Requirements –
Rewrite the listing below, substituting "in this photo" for every occurrence of "in this picture" and keeping everything else unchanged. Leave the pictures out of your answer.

— Start Provided material —

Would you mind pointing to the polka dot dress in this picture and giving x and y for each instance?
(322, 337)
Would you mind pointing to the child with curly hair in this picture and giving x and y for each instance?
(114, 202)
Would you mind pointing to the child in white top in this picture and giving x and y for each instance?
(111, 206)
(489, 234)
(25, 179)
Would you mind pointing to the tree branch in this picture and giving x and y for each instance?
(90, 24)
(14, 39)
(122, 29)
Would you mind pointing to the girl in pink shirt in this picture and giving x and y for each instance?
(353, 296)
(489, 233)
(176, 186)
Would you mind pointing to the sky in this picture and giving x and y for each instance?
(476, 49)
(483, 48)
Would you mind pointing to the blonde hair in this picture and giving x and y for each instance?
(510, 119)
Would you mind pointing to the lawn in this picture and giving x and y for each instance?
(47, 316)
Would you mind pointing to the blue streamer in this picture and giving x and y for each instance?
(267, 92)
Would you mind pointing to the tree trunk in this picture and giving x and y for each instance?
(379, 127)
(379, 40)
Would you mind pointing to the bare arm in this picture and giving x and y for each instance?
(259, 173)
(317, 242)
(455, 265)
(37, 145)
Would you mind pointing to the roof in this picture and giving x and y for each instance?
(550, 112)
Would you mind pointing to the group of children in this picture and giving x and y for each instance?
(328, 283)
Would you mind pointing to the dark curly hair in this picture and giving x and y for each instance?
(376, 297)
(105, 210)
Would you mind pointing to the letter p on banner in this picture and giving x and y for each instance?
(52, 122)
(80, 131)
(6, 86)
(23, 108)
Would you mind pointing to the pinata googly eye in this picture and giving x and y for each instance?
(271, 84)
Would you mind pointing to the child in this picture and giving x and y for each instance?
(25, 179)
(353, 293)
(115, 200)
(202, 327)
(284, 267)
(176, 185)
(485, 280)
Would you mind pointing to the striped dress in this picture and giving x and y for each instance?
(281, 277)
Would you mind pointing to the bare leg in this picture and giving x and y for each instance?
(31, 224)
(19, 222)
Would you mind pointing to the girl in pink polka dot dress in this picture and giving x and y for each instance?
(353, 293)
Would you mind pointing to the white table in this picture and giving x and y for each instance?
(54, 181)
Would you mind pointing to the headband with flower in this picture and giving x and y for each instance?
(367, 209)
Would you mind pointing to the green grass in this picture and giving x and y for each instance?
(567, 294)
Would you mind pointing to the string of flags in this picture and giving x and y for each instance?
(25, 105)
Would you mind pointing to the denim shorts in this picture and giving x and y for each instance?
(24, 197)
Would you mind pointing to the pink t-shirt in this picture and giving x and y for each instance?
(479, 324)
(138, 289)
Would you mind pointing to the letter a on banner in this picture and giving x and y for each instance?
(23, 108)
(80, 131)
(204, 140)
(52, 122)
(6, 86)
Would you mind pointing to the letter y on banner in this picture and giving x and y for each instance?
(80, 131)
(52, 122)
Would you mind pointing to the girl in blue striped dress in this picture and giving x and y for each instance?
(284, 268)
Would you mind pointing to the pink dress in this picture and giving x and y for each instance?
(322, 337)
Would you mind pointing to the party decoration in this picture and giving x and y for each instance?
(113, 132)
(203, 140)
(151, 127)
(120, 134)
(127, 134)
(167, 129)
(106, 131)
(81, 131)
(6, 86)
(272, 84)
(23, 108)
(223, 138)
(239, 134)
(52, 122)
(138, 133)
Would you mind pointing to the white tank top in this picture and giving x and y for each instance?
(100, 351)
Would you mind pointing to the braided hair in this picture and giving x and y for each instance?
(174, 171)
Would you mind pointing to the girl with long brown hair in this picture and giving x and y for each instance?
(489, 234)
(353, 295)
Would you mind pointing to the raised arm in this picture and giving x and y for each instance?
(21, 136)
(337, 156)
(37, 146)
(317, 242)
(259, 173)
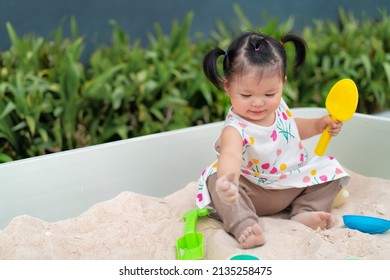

— End Provided material —

Output for this task –
Would you mind pointing to the polka dot dress in this photo and giving x and y for each instance?
(322, 337)
Would you mind pointing to the child with curly hair in this photo and giving x and y for each instance?
(114, 202)
Would you mind pointing to the child in white top in this photo and giving x and y for each instance?
(111, 206)
(489, 234)
(25, 179)
Would you mind pointing to the tree branch in this photo and giving x and y for each instance?
(90, 24)
(14, 39)
(122, 29)
Would you mind pointing to the girl in pink shirt in this photo and giving x and y for each instance?
(353, 296)
(489, 233)
(176, 186)
Would you mind pointing to the sky in this photo and giving x and y for each instance?
(476, 49)
(483, 48)
Would you mind pointing to the blonde hair in this photo and giving x and y for each instance?
(510, 119)
Would you mind pointing to the lawn in this photo and giving x and y for each instance?
(47, 316)
Would you mind pointing to the blue streamer in this photo and giving x and y for each instance?
(267, 92)
Would you mind pointing to the tree trunk in this photo and giving x and y for each instance?
(379, 127)
(379, 40)
Would you mind pointing to the bare arm in this photo and giving x and y for each instance?
(259, 173)
(317, 242)
(455, 265)
(37, 145)
Would you mind pointing to the roof in this photo and giving x and y for each instance?
(550, 112)
Would you mind pointing to the group of children in this photo and giving x and y for each instance?
(328, 283)
Would you mind pointing to the dark curly hair in this photo and giving x and y for each instance?
(376, 297)
(105, 210)
Would you mind pointing to the letter p on banner in this photo and giving x and y for each instance?
(52, 122)
(80, 131)
(6, 86)
(23, 108)
Would you mind pointing to the pinata googly eye in this photo and giving x and y for each instance?
(271, 84)
Would you mind pointing to the child in this photo and giving x and y for each instance?
(25, 179)
(353, 293)
(115, 200)
(202, 327)
(284, 267)
(176, 185)
(485, 280)
Would you mind pointing to the striped dress in this photo and giving x and y for each instance?
(281, 277)
Would you mind pointing to the bare leg in this photo and giving x and y for each instance?
(31, 224)
(19, 222)
Would you mind pointing to the girl in pink polka dot dress in this photo and giving x and y for each instance?
(353, 293)
Would you mind pointing to the white table in this photo and giving x and y for each instance?
(54, 181)
Would you mind pointing to the headband with flower in this photo and giving x and y for each instance?
(367, 209)
Would you mind pointing to the green grass in this photo and giving x and y for each instance?
(567, 294)
Would you mind pointing to the string of flags in this photo and giving x and y for each instance?
(25, 105)
Would you mind pointing to the denim shorts in this photo and giving x and y for each instance?
(24, 197)
Would you mind pointing to the pink t-shirt in this photo and giving x and y for each instance?
(479, 324)
(138, 289)
Would you mind pointing to the letter a on banner in this photo and giving x and y for each instance?
(23, 108)
(80, 131)
(204, 140)
(52, 122)
(6, 86)
Would you mind pointing to the letter y on banner in this photo and giving x and y for each instance?
(80, 131)
(52, 122)
Would you mind pointing to the girl in blue striped dress in this photo and giving x and y for each instance?
(284, 268)
Would you mind pointing to the pink dress in this photo and giving x and y for each instance?
(322, 337)
Would you mind pointing to the party decoration in this photo and giving x and y for each instance?
(113, 132)
(203, 140)
(151, 127)
(120, 134)
(127, 134)
(167, 129)
(106, 131)
(81, 131)
(6, 86)
(272, 84)
(23, 108)
(223, 138)
(239, 134)
(52, 122)
(138, 133)
Would you mind pointing to the white tank top in this photo and giving x and y for each instance?
(100, 351)
Would you mind pointing to the braided hair in this photo and giving x and y for each instance?
(174, 171)
Would you mind pointing to the girl with long brown hair in this photo and giving x and y for each instance?
(489, 234)
(353, 295)
Would you mind pointing to the raised arm in this photo and giving x and y for each instance?
(21, 136)
(337, 156)
(37, 146)
(317, 242)
(259, 173)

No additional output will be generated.